##### KUTIPAN TEKS #####

Lihatlah, untuk urusan sederhana saja di rumah, Ayah bisa sangat panik. Letak dasi kita sewaktu SD dulu misalnya, mana Ayah tahu. Okelah, kalau itu dianggap urusan ibu. Tapi, bagaimana jika, Ibu sakit. Tidakkah kita hidup dalam kepanikan tingkat tinggi?! Hanya karena ibu sakit. Banyak hal bisa-bisa ‘lumpuh’.

Sudahlah, aku kehilangan kata-kata menggambarkan kehebatan Ibu kita. Kita akan sepakat dengan Erich Fromm, pemerhati gender, yang menilai; dalam cinta maternal kita menemukan sumber cinta. Betapa luas dan tulusnya kasih sayang yang diberikan Ibu kepada anak-anaknya. Kadang sebagian kita melupakan hak-haknya sebagai ibu. Itulah sebab muncul kembali -seperti sesuatu yang tertutup lalu tersibak di Barat-, Mother Right- Hak Ibu.
Mungkin pula tak ada yang menyangkal bahwa cinta anak kepada Ibunya berasal dari kebutuhan akan perlindungan, rasa takut dan ketidakberdayaan. Ibu mana yang sejatinya tidak menunjukkan semua itu pada anaknya. Pelacur sekalipun, ia tetap menunjukkan kasih sayang yang besar terhadap darah dagingnya. Alasan apa yang akan diberikan untuk tidak mensyukuri; Tuhan telah menciptakan kita dari seorang Ibu.

##### BARIS DATA #####

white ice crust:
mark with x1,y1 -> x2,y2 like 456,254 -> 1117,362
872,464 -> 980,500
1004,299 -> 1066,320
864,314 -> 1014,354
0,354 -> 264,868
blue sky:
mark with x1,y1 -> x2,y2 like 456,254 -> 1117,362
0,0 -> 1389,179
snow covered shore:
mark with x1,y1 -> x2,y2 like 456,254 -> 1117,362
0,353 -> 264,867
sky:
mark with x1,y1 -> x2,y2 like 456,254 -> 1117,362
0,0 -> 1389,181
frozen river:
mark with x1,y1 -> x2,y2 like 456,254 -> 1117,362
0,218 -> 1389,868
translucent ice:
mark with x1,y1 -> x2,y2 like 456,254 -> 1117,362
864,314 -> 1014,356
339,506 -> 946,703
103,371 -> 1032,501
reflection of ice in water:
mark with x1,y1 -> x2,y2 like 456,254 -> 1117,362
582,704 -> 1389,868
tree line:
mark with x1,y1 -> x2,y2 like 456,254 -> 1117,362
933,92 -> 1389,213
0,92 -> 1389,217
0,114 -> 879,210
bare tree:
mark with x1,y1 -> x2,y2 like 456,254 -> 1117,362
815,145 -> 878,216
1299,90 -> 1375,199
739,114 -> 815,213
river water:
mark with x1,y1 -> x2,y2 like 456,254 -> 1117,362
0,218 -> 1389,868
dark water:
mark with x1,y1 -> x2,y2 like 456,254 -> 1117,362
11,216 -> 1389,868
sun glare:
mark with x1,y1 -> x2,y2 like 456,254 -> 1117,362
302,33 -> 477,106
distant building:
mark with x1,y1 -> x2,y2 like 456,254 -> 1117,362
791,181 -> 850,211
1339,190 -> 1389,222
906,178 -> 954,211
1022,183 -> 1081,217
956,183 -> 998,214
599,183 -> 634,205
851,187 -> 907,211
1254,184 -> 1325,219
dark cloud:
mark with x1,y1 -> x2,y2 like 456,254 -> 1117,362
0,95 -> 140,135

#####

YANG PERLU DIKERJAKAN –
1: Apakah pernyataan berikut sesuai dengan teks tentang ibu? Jawab ya atau tidak untuk tiap pernyataan, lalu kutip kata-kata teks yang menentukannya. (a) Erich Fromm disebut sebagai pemerhati gender. (b) Ayah tahu letak dasi anaknya sewaktu SD. (c) Seorang pelacur pun tetap menunjukkan kasih sayang yang besar kepada anaknya.
2: Tulis ulang bagian teks tentang ibu mulai dari "Lihatlah, untuk urusan" dan berakhir pada "Right- Hak Ibu.". Tukar "Ayah" dengan "Bapak".
3: Ringkas paragraf dalam teks tentang ibu yang diawali "Sudahlah, aku kehilangan kata-kata" menjadi daftar singkat yang tetap memuat fakta-fakta utamanya.

JAWABAN TIAP TUGAS –
1:
(a) Ya: "Erich Fromm, pemerhati gender"
(b) Tidak: "Letak dasi kita sewaktu SD dulu misalnya, mana Ayah tahu."
(c) Ya: "Pelacur sekalipun, ia tetap menunjukkan kasih sayang yang besar terhadap darah dagingnya."

2:
Lihatlah, untuk urusan sederhana saja di rumah, Bapak bisa sangat panik. Letak dasi kita sewaktu SD dulu misalnya, mana Bapak tahu. Okelah, kalau itu dianggap urusan ibu. Tapi, bagaimana jika, Ibu sakit. Tidakkah kita hidup dalam kepanikan tingkat tinggi?! Hanya karena ibu sakit. Banyak hal bisa-bisa ‘lumpuh’.

Sudahlah, aku kehilangan kata-kata menggambarkan kehebatan Ibu kita. Kita akan sepakat dengan Erich Fromm, pemerhati gender, yang menilai; dalam cinta maternal kita menemukan sumber cinta. Betapa luas dan tulusnya kasih sayang yang diberikan Ibu kepada anak-anaknya. Kadang sebagian kita melupakan hak-haknya sebagai ibu. Itulah sebab muncul kembali -seperti sesuatu yang tertutup lalu tersibak di Barat-, Mother Right- Hak Ibu.

3:
- Penulis tidak menemukan kata untuk menggambarkan kehebatan Ibu.
- Erich Fromm, pemerhati gender, menilai bahwa dalam cinta maternal kita menemukan sumber cinta.
- Kasih sayang Ibu kepada anak-anaknya luas dan tulus.
- Sebagian orang kadang melupakan hak-hak Ibu.
- Karena itu, gagasan Mother Right atau Hak Ibu muncul kembali di Barat.